Textauszug =>
Über Weifberg, Tanečnice (Tanzplan) und Wachberg (Schweizerkrone)


Publiziert von lainari , 9. Juni 2011 um 21:30.

Region: Welt » Tschechien » Šluknovská pahorkatina
Tour Datum: 5 Juni 2011
Wandern Schwierigkeit: T2 - Bergwandern
Wegpunkte:
Geo-Tags: D   CZ 
Zeitbedarf: 5:00
Aufstieg: 520 m
Abstieg: 520 m
Strecke:18 km
Zufahrt zum Ausgangspunkt:Auto, Bus Linie 241 Pirna-Bad Schandau-Hinterhermsdorf und Linie 268 Sebnitz-Hinterhermsdorf (ÖV freilich nur zur christlichen Zeiten)
Unterkunftmöglichkeiten:Hotel und Gasthof „Erbgericht“, Hotel „Sonnenhof“, Pension und Gasthaus „Zur Hoffnung“ alle in Hinterhermsdorf
Kartennummer:1:30.000, SK Nr. 90 Sebnitz und Umgebung

Ergreifend schön und ein Ende zum Weinen
 
Nach schwülem und gewittrigem Vorabend und wenig erholsamer Nachtruhe, ließ ich den Wecker sehr (sehr) zeitig klingeln. Ein kurzer Imbiss, die Sachen geschnappt und schon gegen 4 Uhr stellte ich das Auto in Hinterhermsdorf auf dem zentralen Parkplatz ab. Im Halbdunkel lief ich in der lauen Luft der ausklingenden Sommernacht zum Weifberg hinauf und erklomm den 37 m hohen, hölzernen Aussichtsturm. Am Horizont dämmerte es langsam und ein zaghaftes Rot ließ vermuten, dass der Sonnenaufgang zwischen dem Hrazený (Pirschken) und dem Plešný (Plissen) stattfinden würde. Die Wartezeit war mit Beobachtungen gefüllt. Fledermäuse umkreisten den Turm. Bis auf ein vom strammen Wind im Gebälk verursachtes Heulen war es total still. Mit zunehmender Helligkeit änderte sich dies. Zunächst gurrten Tauben, die irgendwo über mir auf dem Turmdach saßen. Dann schwoll unterhalb im Wald ein vielstimmiges Vogelkonzert an. Langsam schob sich der gleißende Ball der Sonne am Horizont empor. Durch eine flache Wolke wurde seine Gestalt zunächst geteilt, ein ergreifend schöner Anblick. Rasch gewann die Sonne an Höhe und sandte durch den Dunst ein milchiges Licht herab. Ich genoss noch einmal ringsherum das Panorama, stieg dann ab und setzte anschließend meinen Weg fort.

Schriftliche Anfrage 1 =>
Beantworte anhand des Wanderberichts folgende Fragen:
(a) Wie lang ist die angegebene Strecke der Tour?
(b) Wie hoch ist der Aussichtsturm auf dem Weifberg?
(c) Welche Tiere umkreisten vor Sonnenaufgang den Turm?
Der Text und die Auflistung haben inhaltlich nichts miteinander zu tun.

Eingabedaten =>
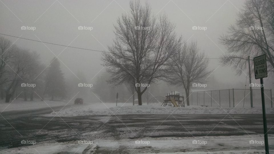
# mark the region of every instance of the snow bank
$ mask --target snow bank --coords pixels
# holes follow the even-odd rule
[[[14,110],[38,109],[48,107],[49,106],[51,107],[60,106],[64,106],[67,103],[49,101],[45,101],[45,102],[46,103],[41,100],[24,101],[19,100],[15,100],[11,103],[5,103],[3,101],[0,102],[0,113],[3,111]]]
[[[185,107],[165,107],[158,106],[132,106],[129,103],[98,103],[91,105],[74,105],[60,111],[58,114],[62,116],[123,114],[262,114],[261,109],[253,108],[224,108],[191,106]],[[57,114],[53,112],[46,116],[53,116]],[[267,109],[267,114],[274,114],[273,108]]]
[[[77,142],[44,143],[0,150],[0,153],[92,153],[97,145],[79,144]]]
[[[274,150],[270,150],[269,153],[274,152]],[[155,153],[147,153],[147,154],[153,154]],[[256,154],[265,154],[265,152],[264,150],[250,150],[241,151],[221,151],[214,152],[175,152],[173,153],[157,153],[157,154],[247,154],[248,153],[256,153]]]

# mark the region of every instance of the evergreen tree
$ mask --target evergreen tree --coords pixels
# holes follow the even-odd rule
[[[60,68],[60,63],[56,58],[51,60],[46,74],[44,94],[47,94],[51,100],[57,97],[64,98],[66,90],[63,74]]]

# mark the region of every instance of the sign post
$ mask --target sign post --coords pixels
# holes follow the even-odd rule
[[[266,58],[265,54],[254,58],[255,78],[260,79],[261,82],[261,93],[262,97],[262,107],[263,110],[263,133],[265,138],[265,153],[269,154],[268,148],[268,139],[267,138],[267,128],[266,125],[266,116],[265,116],[265,95],[263,90],[263,78],[267,77],[267,69],[266,65]]]
[[[117,100],[118,100],[118,93],[116,94],[116,106],[117,106]]]

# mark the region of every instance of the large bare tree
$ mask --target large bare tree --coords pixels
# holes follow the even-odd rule
[[[162,79],[166,62],[180,43],[175,26],[165,15],[153,16],[147,2],[130,2],[130,14],[123,14],[114,26],[115,36],[109,53],[103,54],[103,65],[112,74],[115,85],[126,82],[150,84]],[[135,87],[138,104],[147,87]]]
[[[228,52],[221,56],[224,65],[232,65],[240,75],[247,57],[265,54],[268,70],[274,71],[274,1],[248,0],[238,14],[235,25],[220,38]],[[251,60],[251,62],[252,61]]]
[[[185,42],[182,44],[170,61],[167,76],[171,84],[184,88],[188,106],[191,85],[196,82],[205,83],[211,72],[207,70],[208,60],[204,52],[200,52],[196,42],[189,44]]]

Schriftliche Anfrage 2 => Stelle den Abschnitt der Auflistung, der mit der Zeile „# mark the region of every instance of the sign“ beginnt und nach der Zeile mit „[[[117,100],[118,100],[118,93],[116,94],[116,106],[117,106]]]“ endet, als zweispaltige CSV mit den Spalten „aufgabe“ und „loesung“ dar. Jede Aufgabe bekommt eine Datenzeile mit ihrem Text und ihrer Lösung, jedes Feld steht in Anführungszeichen, und Zeilenumbrüche werden zu Leerzeichen.

Lösung der Aufgabe 1 =>
(a) 18 km
(b) 37 m
(c) Fledermäuse

Lösung der Aufgabe 2 =>
aufgabe,loesung
"# mark the region of every instance of the sign post $ mask --target sign post --coords pixels # holes follow the even-odd rule","[[[266,58],[265,54],[254,58],[255,78],[260,79],[261,82],[261,93],[262,97],[262,107],[263,110],[263,133],[265,138],[265,153],[269,154],[268,148],[268,139],[267,138],[267,128],[266,125],[266,116],[265,116],[265,95],[263,90],[263,78],[267,77],[267,69],[266,65]]] [[[117,100],[118,100],[118,93],[116,94],[116,106],[117,106]]]"